-- Records supplied --
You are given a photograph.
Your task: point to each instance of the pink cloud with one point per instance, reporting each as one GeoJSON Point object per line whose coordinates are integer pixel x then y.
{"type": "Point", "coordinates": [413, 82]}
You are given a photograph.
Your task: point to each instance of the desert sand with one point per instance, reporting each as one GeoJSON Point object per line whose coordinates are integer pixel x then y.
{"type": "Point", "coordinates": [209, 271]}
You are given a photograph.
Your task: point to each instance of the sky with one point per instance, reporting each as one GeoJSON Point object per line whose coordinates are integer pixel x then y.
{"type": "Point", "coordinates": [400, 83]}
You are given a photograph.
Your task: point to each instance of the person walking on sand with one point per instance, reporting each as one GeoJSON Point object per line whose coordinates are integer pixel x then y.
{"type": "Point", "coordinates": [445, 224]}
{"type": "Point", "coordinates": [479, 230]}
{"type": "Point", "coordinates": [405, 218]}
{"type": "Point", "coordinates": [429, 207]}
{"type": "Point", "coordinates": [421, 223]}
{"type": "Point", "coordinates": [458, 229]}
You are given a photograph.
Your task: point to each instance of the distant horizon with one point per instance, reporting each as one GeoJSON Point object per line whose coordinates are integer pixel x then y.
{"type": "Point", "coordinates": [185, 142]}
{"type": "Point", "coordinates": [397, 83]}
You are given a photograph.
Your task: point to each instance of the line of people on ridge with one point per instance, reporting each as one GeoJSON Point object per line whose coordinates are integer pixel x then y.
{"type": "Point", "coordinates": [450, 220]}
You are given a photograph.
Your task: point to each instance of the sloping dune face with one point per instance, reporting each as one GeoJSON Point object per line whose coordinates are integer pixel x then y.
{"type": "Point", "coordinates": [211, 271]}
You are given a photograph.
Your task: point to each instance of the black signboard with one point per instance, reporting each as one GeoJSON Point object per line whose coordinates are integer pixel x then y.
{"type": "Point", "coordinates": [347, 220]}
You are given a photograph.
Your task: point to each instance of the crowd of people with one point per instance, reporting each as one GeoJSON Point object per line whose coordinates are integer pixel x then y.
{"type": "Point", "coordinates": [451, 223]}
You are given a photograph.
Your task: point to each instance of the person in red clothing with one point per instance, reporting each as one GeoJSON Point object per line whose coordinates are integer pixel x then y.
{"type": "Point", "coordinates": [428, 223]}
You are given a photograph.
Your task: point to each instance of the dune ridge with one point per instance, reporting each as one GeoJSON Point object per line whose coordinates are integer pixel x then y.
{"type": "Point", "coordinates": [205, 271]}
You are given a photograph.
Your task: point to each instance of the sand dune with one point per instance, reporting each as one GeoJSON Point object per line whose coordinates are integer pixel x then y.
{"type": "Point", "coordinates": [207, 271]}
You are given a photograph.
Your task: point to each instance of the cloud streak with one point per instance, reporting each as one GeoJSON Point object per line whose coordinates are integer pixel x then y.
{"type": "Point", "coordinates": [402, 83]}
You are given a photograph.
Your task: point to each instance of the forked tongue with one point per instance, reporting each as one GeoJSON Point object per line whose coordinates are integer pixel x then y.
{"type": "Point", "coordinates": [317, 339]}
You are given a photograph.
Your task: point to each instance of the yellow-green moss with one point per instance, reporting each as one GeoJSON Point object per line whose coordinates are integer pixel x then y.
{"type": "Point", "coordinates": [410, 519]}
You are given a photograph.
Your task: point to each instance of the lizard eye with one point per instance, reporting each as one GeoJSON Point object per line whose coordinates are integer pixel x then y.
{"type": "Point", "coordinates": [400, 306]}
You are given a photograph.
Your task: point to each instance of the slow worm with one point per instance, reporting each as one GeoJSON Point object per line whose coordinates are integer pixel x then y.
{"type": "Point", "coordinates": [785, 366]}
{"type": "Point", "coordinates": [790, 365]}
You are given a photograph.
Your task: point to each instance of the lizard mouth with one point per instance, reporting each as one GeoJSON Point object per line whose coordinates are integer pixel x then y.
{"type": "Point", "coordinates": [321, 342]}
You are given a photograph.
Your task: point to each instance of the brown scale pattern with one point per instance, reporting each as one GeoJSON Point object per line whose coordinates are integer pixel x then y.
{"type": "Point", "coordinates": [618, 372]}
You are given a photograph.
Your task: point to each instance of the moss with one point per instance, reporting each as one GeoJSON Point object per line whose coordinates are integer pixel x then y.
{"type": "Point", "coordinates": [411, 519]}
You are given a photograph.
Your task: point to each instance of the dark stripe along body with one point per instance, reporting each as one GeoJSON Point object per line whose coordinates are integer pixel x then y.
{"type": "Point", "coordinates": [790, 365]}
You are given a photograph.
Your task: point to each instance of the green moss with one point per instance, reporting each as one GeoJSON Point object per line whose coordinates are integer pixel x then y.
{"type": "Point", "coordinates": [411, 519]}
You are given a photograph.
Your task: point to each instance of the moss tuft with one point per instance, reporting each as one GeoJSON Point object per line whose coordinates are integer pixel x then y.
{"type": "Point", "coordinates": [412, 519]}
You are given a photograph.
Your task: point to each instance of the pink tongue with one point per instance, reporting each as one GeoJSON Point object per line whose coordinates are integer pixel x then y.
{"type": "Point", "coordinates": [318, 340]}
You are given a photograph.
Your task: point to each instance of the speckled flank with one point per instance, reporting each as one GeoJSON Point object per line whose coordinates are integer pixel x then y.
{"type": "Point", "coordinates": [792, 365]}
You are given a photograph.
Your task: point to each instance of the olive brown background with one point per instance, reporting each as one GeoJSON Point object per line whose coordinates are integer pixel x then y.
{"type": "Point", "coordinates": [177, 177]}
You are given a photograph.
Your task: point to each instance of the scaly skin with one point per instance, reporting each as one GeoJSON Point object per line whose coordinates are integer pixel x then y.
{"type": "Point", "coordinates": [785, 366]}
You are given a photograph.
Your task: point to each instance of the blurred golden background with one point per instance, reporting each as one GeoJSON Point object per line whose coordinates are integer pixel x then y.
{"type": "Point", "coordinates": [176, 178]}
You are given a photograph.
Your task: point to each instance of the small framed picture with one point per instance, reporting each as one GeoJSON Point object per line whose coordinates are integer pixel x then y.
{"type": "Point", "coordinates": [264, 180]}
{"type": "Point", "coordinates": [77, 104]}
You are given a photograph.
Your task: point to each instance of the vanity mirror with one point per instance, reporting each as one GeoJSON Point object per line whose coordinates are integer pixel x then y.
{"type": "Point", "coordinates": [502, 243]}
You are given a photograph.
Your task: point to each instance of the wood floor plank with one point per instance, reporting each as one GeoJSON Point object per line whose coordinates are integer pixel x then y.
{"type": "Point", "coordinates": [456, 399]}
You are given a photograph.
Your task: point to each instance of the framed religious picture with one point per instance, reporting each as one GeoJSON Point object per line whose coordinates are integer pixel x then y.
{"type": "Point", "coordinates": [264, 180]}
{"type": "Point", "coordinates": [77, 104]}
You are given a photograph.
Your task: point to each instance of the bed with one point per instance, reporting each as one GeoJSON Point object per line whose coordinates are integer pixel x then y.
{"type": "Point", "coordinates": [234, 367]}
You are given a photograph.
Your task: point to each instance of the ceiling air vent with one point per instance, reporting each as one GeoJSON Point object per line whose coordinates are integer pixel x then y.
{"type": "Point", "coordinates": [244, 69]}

-- Work to do --
Reproduce the material verbatim, line by line.

-- Answer in full --
You are given a photograph.
Your task: point to each instance of the pink cloud with one point per instance, reporting each as one GeoJSON Point object per line whose coordinates are integer pixel x then y.
{"type": "Point", "coordinates": [413, 82]}
You are given a photograph.
Your task: point to each instance of the desert sand with one point per instance, reporting each as one GeoJSON Point object per line whose coordinates are integer pixel x then y.
{"type": "Point", "coordinates": [209, 271]}
You are given a photograph.
Your task: point to each instance of the sky with one point per instance, reporting each as one GeoJSON Point object per line whose coordinates are integer pixel x then y.
{"type": "Point", "coordinates": [400, 83]}
You are given a photograph.
Your task: point to each instance of the person walking on sand with one point per instance, reporting each as one GeoJSON Point object per line whose coordinates are integer pixel x then y.
{"type": "Point", "coordinates": [445, 224]}
{"type": "Point", "coordinates": [479, 230]}
{"type": "Point", "coordinates": [405, 218]}
{"type": "Point", "coordinates": [429, 207]}
{"type": "Point", "coordinates": [421, 223]}
{"type": "Point", "coordinates": [458, 229]}
You are given a photograph.
Your task: point to each instance of the distant horizon with one point per instance, reporting each as one GeoJSON Point object per line whose coordinates are integer pixel x then y.
{"type": "Point", "coordinates": [185, 142]}
{"type": "Point", "coordinates": [397, 83]}
You are given a photograph.
Your task: point to each instance of the line of people on ridge with one point per instance, reporting each as one GeoJSON Point object per line whose coordinates are integer pixel x then y.
{"type": "Point", "coordinates": [450, 220]}
You are given a photograph.
Your task: point to each instance of the sloping dune face with one point per instance, reporting each as one GeoJSON Point object per line whose coordinates are integer pixel x then y.
{"type": "Point", "coordinates": [211, 271]}
You are given a photograph.
Your task: point to each instance of the black signboard with one point per instance, reporting each as one GeoJSON Point object per line whose coordinates are integer pixel x then y.
{"type": "Point", "coordinates": [347, 220]}
You are given a photograph.
Your task: point to each instance of the crowd of people with one point per instance, reporting each as one GeoJSON Point object per line whose coordinates are integer pixel x then y.
{"type": "Point", "coordinates": [451, 223]}
You are given a photograph.
Your task: point to each instance of the person in red clothing with one point per instance, reporting each as one GeoJSON Point object per line whose coordinates are integer pixel x then y.
{"type": "Point", "coordinates": [428, 223]}
You are given a photograph.
Your task: point to each instance of the dune ridge with one point per instance, reporting each as one GeoJSON Point object per line whose coordinates are integer pixel x then y.
{"type": "Point", "coordinates": [205, 271]}
You are given a photograph.
Your task: point to each instance of the sand dune with one point per instance, reporting each as one GeoJSON Point object per line whose coordinates are integer pixel x then y.
{"type": "Point", "coordinates": [207, 271]}
You are given a photograph.
Your task: point to each instance of the cloud streak with one point per instance, reporting each as one GeoJSON Point object per line whose coordinates are integer pixel x then y.
{"type": "Point", "coordinates": [402, 83]}
You are given a photograph.
Your task: point to each instance of the forked tongue with one point per instance, reporting each as one GeoJSON Point object per line whose coordinates are integer pixel x then y.
{"type": "Point", "coordinates": [317, 339]}
You are given a photograph.
Your task: point to each instance of the yellow-green moss with one point per instance, reporting each as one GeoJSON Point object per line whose coordinates are integer pixel x then y.
{"type": "Point", "coordinates": [410, 519]}
You are given a photograph.
Your task: point to each instance of the lizard eye with one point per instance, reporting each as one GeoJSON Point object per line whose coordinates are integer pixel x then y.
{"type": "Point", "coordinates": [400, 306]}
You are given a photograph.
Your task: point to each instance of the slow worm with one point per instance, reporting each as one GeoJSON Point object per line whose coordinates are integer pixel x then y.
{"type": "Point", "coordinates": [785, 366]}
{"type": "Point", "coordinates": [790, 365]}
You are given a photograph.
Your task: point to each instance of the lizard mouth with one point per instance, reporting each as one GeoJSON Point object per line whose coordinates are integer pixel x then y.
{"type": "Point", "coordinates": [321, 342]}
You are given a photograph.
Your task: point to each instance of the brown scale pattern with one point per instance, reporting each as one GeoJSON Point object per line whose coordinates are integer pixel x then y.
{"type": "Point", "coordinates": [618, 372]}
You are given a photograph.
Your task: point to each instance of the moss with one point per instance, reporting each as one GeoJSON Point object per line whose coordinates are integer pixel x then y.
{"type": "Point", "coordinates": [411, 519]}
You are given a photograph.
Your task: point to each instance of the dark stripe along body with one point per instance, reporting each as one GeoJSON Point object per line whose coordinates are integer pixel x then y.
{"type": "Point", "coordinates": [790, 365]}
You are given a photograph.
Your task: point to each instance of the green moss with one point per instance, reporting each as one GeoJSON Point object per line whose coordinates are integer pixel x then y.
{"type": "Point", "coordinates": [411, 519]}
You are given a photograph.
Your task: point to each instance of the moss tuft with one point per instance, reporting each as one GeoJSON Point object per line whose coordinates are integer pixel x then y.
{"type": "Point", "coordinates": [412, 519]}
You are given a photograph.
Your task: point to each instance of the pink tongue with one point per instance, reporting each as one GeoJSON Point object per line whose coordinates are integer pixel x then y.
{"type": "Point", "coordinates": [318, 340]}
You are given a photograph.
Your task: point to each instance of the speckled flank with one point per instance, reporting each as one GeoJSON Point object per line whose coordinates are integer pixel x then y.
{"type": "Point", "coordinates": [792, 365]}
You are given a photograph.
Your task: point to each instance of the olive brown background with one point per instance, reporting each as one GeoJSON Point object per line whose coordinates are integer pixel x then y.
{"type": "Point", "coordinates": [177, 177]}
You are given a photograph.
Your task: point to each instance of the scaly skin with one point per instance, reporting each as one GeoJSON Point object per line whose coordinates are integer pixel x then y.
{"type": "Point", "coordinates": [785, 366]}
You are given a photograph.
Your task: point to each instance of the blurred golden background with one point per instance, reporting each as one GeoJSON Point object per line whose coordinates are integer pixel x then y.
{"type": "Point", "coordinates": [176, 178]}
You are given a photograph.
Your task: point to each instance of the small framed picture with one point per instance, reporting each as one GeoJSON Point object per line whose coordinates are integer pixel x then y.
{"type": "Point", "coordinates": [264, 180]}
{"type": "Point", "coordinates": [77, 104]}
You are given a photograph.
Your task: point to each instance of the vanity mirror with one point per instance, reporting each as one GeoJSON Point object per line whose coordinates are integer pixel x then y.
{"type": "Point", "coordinates": [502, 243]}
You are given a photograph.
Your task: point to each instance of the wood floor plank with one point per instance, reporting each as one GeoJSON Point object per line whose coordinates are integer pixel x then y.
{"type": "Point", "coordinates": [456, 399]}
You are given a photograph.
Your task: point to each instance of the framed religious picture with one point per instance, reporting each as one GeoJSON Point object per line whose coordinates are integer pixel x then y.
{"type": "Point", "coordinates": [264, 180]}
{"type": "Point", "coordinates": [77, 104]}
You are given a photograph.
Your task: point to each instance of the bed with one point per instance, reporting each as one GeoJSON Point object per line whose coordinates are integer pixel x then y.
{"type": "Point", "coordinates": [234, 367]}
You are given a photograph.
Your task: point to each instance of the ceiling air vent with one point per instance, reporting each as one GeoJSON Point object per line whose coordinates are integer pixel x then y.
{"type": "Point", "coordinates": [244, 69]}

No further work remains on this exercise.